> [The problem]
Repeat, word for word, the part of the Naomie Harris review from "Her black ancestors, particularly" to "the West Indies.".

====== Excerpted passage

The actress makes some surprising discoveries as she jets off to the Caribbean to learn about her family’s past, including an ancestor who was involved in exploiting the so-called liberated Africans on plantations

Sean O'Grady
Monday 29 July 2019 19:53 BST
Naomie Harris learns her family history on Who Do You Think You Are?

Naomie Harris, best known for playing Miss Moneypenny in the Bond movies, is an ideal candidate for Who Do You Think You Are? (BBC1).

First, we find out that she has shown an impressive indifference even to her own close family – and so participating on this genealogy show was always going to come as a bit of a surprise to her. She saw little of her father when she was growing up – “we were not particularly connected”. She meets him now, amicably enough, and you form the impression that the time she spends with him for the cameras is the most exposure she has had with this rather cool-looking gent, for many decades. She is, for example, startled to discover that he was one of eight siblings and that she, therefore, has a whole bevy of aunts, uncles, and cousins living within easy reach of her home in north London. She did not, in other words, have to trawl through dusty record books or get on a jet to meet those who might have been close to her. At 43 years of age, and still on the upward trajectory of her highly successful film career, she seems not to have missed them much anyway.

However, she has boarded the obligatory Who Do You Think You Are? airlines flight to the past and for the rest of the show hops around the Caribbean, where she finds out more about her mixed heritage. Mixed, that is, in more ways than one. Not only does Harris confirm that, as she suspects from her own looks, she has a mixed heritage; but that some of her ancestors were slave masters and others slaves. “Has my whole life been a lie?” she asks.

Her black ancestors, particularly the ones on her mum’s side who came from Jamaica, lived in the most crushing poverty, even when formally liberated and “full free” ex-slaves. She and we discover the variety of ugly euphemisms invented by the British imperialists during their occupation and exploitation of the West Indies.

============
====== Data to examine

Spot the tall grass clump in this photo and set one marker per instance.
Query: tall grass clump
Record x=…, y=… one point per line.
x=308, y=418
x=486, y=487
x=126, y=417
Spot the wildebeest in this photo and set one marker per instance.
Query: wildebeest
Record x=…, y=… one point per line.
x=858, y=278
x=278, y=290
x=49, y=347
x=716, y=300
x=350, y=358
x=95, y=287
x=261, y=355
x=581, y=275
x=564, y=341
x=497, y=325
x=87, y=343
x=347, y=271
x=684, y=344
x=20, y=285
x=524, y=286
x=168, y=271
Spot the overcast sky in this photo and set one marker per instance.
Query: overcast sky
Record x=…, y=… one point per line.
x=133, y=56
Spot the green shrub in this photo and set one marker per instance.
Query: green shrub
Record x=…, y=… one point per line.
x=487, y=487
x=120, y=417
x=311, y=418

============
====== Data to examine

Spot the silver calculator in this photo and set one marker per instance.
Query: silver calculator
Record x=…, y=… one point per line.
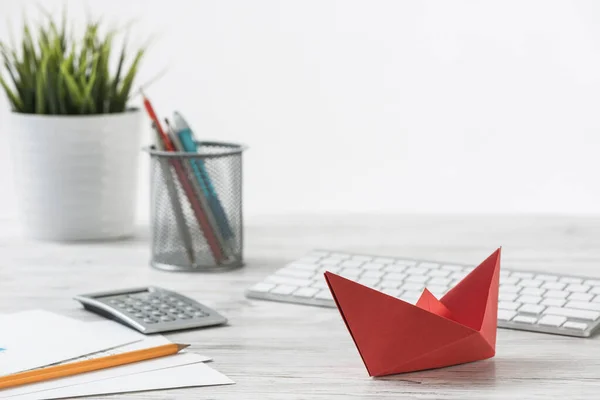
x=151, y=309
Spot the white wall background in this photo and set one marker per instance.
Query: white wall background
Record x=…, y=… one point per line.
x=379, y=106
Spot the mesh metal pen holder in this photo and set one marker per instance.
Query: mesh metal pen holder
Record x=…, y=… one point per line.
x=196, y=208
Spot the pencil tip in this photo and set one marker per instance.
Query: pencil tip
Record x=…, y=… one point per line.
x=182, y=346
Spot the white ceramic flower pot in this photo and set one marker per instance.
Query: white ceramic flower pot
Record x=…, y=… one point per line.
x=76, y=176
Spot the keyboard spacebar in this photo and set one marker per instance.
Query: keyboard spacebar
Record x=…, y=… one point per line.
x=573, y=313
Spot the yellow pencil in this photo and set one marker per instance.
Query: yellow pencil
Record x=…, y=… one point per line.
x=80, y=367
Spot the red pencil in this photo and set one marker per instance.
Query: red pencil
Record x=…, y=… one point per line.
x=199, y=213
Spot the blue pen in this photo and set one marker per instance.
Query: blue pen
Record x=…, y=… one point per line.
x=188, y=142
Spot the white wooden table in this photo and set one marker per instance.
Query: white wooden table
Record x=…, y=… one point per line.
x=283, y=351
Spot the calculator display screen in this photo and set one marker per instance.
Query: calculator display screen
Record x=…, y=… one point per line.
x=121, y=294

============
====== Data to examine

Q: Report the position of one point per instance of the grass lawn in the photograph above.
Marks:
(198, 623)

============

> [Task response]
Her black ancestors, particularly the ones on her mum’s side who came from Jamaica, lived in the most crushing poverty, even when formally liberated and “full free” ex-slaves. She and we discover the variety of ugly euphemisms invented by the British imperialists during their occupation and exploitation of the West Indies.